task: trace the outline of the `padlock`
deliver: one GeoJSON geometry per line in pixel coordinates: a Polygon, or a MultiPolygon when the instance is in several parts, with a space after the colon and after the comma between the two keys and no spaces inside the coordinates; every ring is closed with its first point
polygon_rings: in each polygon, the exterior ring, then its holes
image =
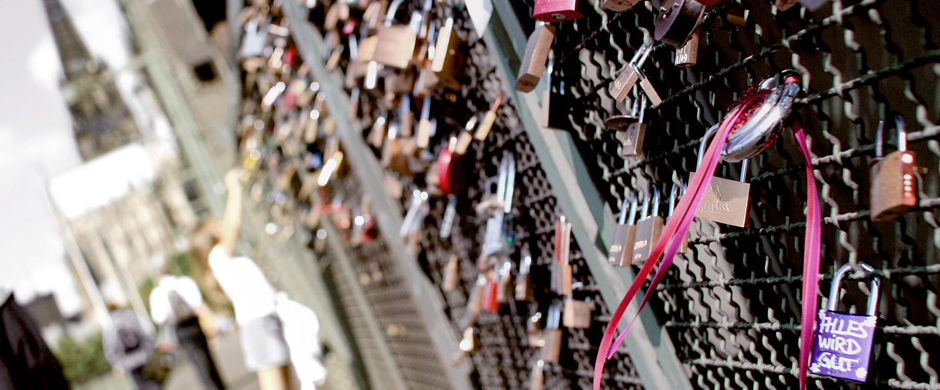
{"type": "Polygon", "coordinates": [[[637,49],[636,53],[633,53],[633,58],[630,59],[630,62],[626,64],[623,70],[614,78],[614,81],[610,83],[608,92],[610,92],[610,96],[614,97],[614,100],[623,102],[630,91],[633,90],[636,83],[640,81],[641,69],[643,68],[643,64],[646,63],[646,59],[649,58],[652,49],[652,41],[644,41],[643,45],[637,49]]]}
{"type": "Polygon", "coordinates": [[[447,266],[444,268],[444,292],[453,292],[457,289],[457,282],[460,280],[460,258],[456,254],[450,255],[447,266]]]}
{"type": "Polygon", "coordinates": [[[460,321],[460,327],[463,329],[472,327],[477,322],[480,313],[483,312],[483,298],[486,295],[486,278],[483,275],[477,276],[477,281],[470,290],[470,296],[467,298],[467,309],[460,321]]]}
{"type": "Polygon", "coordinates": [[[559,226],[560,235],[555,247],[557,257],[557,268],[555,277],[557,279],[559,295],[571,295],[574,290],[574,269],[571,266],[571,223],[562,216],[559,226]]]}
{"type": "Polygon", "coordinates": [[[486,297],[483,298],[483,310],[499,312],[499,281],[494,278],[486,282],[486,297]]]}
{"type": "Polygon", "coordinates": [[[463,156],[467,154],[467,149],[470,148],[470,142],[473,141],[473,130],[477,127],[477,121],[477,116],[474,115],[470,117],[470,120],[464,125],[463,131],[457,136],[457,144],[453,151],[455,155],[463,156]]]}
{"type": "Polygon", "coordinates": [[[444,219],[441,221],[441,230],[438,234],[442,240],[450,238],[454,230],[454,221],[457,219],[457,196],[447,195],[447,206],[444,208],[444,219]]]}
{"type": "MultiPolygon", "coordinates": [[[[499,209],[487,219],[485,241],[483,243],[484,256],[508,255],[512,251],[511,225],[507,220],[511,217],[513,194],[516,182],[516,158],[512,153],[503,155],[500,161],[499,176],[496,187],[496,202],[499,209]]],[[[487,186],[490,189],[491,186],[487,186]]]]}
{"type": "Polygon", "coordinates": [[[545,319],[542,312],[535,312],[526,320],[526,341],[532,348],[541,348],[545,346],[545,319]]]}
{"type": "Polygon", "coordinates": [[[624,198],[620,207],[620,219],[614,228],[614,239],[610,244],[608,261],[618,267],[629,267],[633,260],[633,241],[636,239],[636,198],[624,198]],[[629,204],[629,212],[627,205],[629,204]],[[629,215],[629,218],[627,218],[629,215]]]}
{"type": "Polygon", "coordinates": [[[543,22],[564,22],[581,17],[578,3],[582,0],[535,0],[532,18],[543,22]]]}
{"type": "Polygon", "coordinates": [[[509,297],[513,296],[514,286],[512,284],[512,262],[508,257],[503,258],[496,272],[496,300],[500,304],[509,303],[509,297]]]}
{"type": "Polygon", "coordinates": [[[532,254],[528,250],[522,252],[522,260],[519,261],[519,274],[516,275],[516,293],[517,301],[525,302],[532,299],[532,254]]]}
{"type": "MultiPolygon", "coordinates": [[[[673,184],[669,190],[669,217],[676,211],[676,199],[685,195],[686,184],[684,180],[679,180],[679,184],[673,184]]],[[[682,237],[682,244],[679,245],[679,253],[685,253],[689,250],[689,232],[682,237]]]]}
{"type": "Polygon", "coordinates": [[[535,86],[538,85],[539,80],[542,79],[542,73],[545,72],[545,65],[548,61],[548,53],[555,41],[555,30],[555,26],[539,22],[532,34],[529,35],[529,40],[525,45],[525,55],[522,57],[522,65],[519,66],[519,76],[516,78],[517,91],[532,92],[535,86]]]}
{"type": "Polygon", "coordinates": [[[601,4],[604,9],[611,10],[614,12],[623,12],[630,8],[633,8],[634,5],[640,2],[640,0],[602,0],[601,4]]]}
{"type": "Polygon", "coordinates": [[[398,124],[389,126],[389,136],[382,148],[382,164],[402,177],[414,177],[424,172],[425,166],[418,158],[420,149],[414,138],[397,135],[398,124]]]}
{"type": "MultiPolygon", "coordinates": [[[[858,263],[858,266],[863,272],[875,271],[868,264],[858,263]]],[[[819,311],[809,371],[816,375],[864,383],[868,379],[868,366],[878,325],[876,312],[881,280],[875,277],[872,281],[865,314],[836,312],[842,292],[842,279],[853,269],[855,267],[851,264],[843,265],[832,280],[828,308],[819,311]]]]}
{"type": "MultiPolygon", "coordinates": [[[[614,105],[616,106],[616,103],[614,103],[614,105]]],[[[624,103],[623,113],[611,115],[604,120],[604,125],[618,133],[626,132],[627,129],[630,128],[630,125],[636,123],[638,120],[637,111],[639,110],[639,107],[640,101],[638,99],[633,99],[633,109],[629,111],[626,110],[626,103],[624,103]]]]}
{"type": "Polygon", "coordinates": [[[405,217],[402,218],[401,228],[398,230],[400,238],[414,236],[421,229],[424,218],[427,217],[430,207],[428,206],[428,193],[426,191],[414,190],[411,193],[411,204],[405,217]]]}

* [Short exercise]:
Find every line in the entries above that contains the word "after", treating uppercase and lowercase as different, and copy each of those lines in full.

* [Finished exercise]:
deliver: one GeoJSON geometry per line in pixel coordinates: a Polygon, or a MultiPolygon when the instance is in several parts, with a space after the colon and after the comma between the two keys and no spaces inside the coordinates; every ring is closed with its first point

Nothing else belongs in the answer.